İşlenecek Veriler:
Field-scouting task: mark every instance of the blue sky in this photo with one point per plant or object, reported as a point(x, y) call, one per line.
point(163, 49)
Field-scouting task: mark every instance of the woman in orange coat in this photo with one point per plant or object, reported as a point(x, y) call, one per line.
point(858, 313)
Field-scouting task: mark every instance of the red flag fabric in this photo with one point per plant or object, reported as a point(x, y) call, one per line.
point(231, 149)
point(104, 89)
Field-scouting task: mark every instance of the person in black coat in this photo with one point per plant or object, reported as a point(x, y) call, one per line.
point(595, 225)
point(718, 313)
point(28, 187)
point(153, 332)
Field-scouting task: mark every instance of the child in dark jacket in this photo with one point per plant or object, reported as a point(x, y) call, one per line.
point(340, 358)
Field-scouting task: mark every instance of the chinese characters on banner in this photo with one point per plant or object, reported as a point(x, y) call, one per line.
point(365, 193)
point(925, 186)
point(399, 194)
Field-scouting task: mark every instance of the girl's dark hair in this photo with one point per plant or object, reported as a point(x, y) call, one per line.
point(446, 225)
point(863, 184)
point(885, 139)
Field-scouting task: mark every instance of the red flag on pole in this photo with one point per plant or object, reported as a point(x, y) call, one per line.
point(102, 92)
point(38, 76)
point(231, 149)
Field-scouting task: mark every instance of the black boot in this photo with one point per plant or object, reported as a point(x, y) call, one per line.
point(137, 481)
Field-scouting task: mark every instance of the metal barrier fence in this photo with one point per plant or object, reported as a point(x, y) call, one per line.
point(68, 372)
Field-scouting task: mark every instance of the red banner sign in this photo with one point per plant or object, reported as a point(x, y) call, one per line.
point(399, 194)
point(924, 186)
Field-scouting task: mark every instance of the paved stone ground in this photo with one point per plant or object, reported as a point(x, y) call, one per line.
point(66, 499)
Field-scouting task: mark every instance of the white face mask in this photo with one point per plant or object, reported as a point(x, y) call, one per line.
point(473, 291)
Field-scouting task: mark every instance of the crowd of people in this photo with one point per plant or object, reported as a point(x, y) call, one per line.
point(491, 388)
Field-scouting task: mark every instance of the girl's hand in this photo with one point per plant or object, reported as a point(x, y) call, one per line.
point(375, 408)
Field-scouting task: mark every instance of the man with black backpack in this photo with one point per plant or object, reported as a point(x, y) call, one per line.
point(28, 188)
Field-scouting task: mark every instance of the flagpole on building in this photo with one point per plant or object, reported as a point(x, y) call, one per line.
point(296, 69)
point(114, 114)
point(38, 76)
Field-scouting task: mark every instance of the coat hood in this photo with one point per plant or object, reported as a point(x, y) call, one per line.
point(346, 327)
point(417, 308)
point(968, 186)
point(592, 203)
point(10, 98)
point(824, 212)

Göreviniz: Yukarıdaki kayıtların tamamını, satır sırasını ve yazımını hiç değiştirmeden birebir kopyalayın.

Alıştırmanın Çözümü:
Field-scouting task: mark every instance of the blue sky in this photo with one point per plant or object, reported as a point(x, y) call, one per line.
point(163, 49)
Field-scouting task: mark every instance of the woman in orange coat in this photo with one point per plant or object, reported as a point(x, y) call, one per line.
point(858, 313)
Field-scouting task: mark every instance of the red flag fabric in this photo with one point per plant or object, reported as a point(x, y) call, one per line.
point(231, 149)
point(104, 89)
Field-scouting task: mark every instance of the person in black coat in this photo with one point per plant or object, reported as a point(x, y) call, one per line.
point(595, 225)
point(718, 313)
point(28, 187)
point(153, 332)
Field-scouting task: mark every instance of the child in dark jacket in this photo with one point per plant or object, reported as a point(x, y) call, one per line.
point(340, 358)
Field-scouting task: mark every instance of the chinese characters on banner in this photo with one point per plant or object, reported as a point(x, y) call, one per line.
point(365, 193)
point(925, 186)
point(399, 194)
Field-scouting task: mark every instance of the girl's dark hair in this photo with one point per plant or object, reported as a point(x, y) call, one per line.
point(446, 225)
point(863, 184)
point(885, 139)
Field-scouting task: mark every instance of the red flag on pole in this photo with one point per plant or object, reported as a point(x, y) call, one per line.
point(102, 92)
point(38, 76)
point(231, 149)
Field-scouting task: mark every instance of the black boot in this photo with one point per plant or object, reported as a point(x, y) call, one per line.
point(137, 481)
Field-scouting task: mark every instance of the metal barrier fence in this photo with one point per plant or object, reported as a point(x, y) call, one per line.
point(68, 372)
Field-scouting task: mark every instance of the red banner sign in this photo with one point per plant or object, reported as a point(x, y) call, one per line.
point(399, 194)
point(924, 186)
Field-scouting task: mark every instance of the paved stone ground in this photo with one point per plant or object, reported as a point(x, y) call, one per line.
point(66, 499)
Field-scouting task: mark every instance of the white face mask in this photo with one point per plant or object, reported as a point(x, y) call, one per line.
point(473, 291)
Field-scouting task: mark every instance of the crowd of people in this photo with one point per plant or object, reported as a point(x, y) call, one per line.
point(491, 388)
Field-scouting task: mark every instance of the girl's hand in this photo with one point per plant or object, reported as a point(x, y) call, one per line.
point(375, 408)
Field-scouting task: mark every instance of the man with black backpack in this photo with one point per plant or object, reported as a point(x, y) call, one per line.
point(28, 188)
Field-scouting task: mark every instance of the flagpole on building in this photo with one point per plant or object, reported as a point(x, y) call, one per line.
point(296, 69)
point(114, 114)
point(38, 76)
Field-scouting task: mark every instance of the coat hood in this photo with one point per plant or object, reported as a point(x, y) call, one per line.
point(346, 327)
point(417, 308)
point(968, 186)
point(592, 203)
point(10, 98)
point(824, 212)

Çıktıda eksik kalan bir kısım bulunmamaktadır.